(DATA TO USE begins)

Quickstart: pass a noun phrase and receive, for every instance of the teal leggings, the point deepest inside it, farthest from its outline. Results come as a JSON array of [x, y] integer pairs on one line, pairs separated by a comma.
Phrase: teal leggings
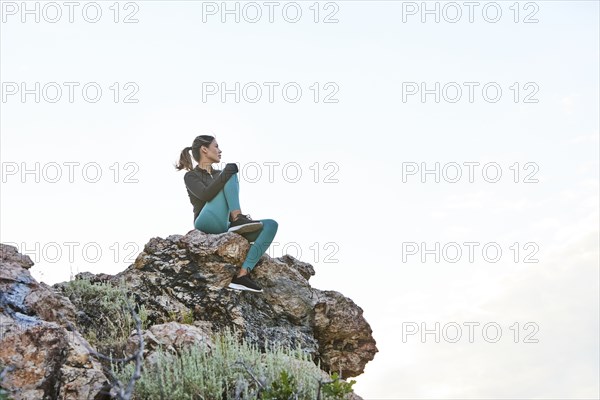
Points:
[[214, 218]]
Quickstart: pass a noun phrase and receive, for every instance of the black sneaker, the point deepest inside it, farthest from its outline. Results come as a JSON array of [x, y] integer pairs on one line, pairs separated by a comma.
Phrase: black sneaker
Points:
[[244, 283], [244, 224]]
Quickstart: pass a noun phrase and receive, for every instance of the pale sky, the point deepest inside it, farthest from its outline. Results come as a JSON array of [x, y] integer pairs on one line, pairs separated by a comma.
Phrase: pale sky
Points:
[[349, 203]]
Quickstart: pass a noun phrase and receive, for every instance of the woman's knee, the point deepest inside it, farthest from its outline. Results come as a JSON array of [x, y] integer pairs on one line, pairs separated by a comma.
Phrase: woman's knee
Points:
[[270, 224]]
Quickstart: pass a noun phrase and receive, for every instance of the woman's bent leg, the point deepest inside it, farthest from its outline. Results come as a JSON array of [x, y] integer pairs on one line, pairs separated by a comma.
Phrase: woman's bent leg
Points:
[[262, 240], [214, 217]]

(DATA TO USE ends)

--- PROBLEM STATEMENT ---
Set each line of the records down exactly, leaving every picture out.

--- SOLUTION BELOW ---
Quickstart: pass a noun phrase and receive, for every instance of the teal leggings, the point deepest inside it, farthest from its outline. Results come as a JSON array of [x, y] integer pairs on one line, pairs separated by a comma.
Phrase: teal leggings
Points:
[[214, 218]]
Quickstart: pass a noun phrase and receive, for every instance of the black sneaker, the point deepest inside it, farthest from its outline. Results come as a JSON array of [x, y] integer pairs on one line, pairs separated by a comma.
Phrase: black sneaker
Points:
[[244, 283], [244, 224]]
Quickstart: pass a noun phrase and receive, for every instance of the pale sky, the point deepest inside it, farthest from its outline. Results come as a JSON array of [x, y] integer pairs on one line, pairs separated by a comma.
Phrase: pale sky
Points:
[[349, 203]]
Quickstart: pass a noun phrase and receive, for every instance of the woman's knee, the point deepest inside it, farthest from its outline. Results come as a JSON array of [x, y] integer pairs on one line, pairs separated by a comma.
Phrase: woman's knee
Points:
[[270, 224]]
Quickstart: pass a noun phrase and receive, for every instance of the woman's bent leg, the point deepest inside it, farthest from its outline. Results come as a JSON array of [x, y] integer pairs on one line, pairs separated by a comma.
Phrase: woman's bent leg
Points:
[[262, 240], [214, 217]]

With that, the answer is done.